[Pointing dataset excerpts]
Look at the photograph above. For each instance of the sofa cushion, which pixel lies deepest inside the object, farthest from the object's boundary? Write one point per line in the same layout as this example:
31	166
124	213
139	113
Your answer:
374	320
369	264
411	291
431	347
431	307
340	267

● WHAT YOU NEED TO DO
Switch "sofa cushion" to "couch cushion" throughout the records and write them out again, leaving everything else unchanged.

● IN RESPONSE
Look at the photograph above. For each instance of the couch cushion, which pixel lies deepest inside the object, farthest from the object's boundary? Write one point per line in the same layout as this example:
31	166
124	213
139	113
Your answer:
374	320
369	264
411	291
431	347
431	307
340	267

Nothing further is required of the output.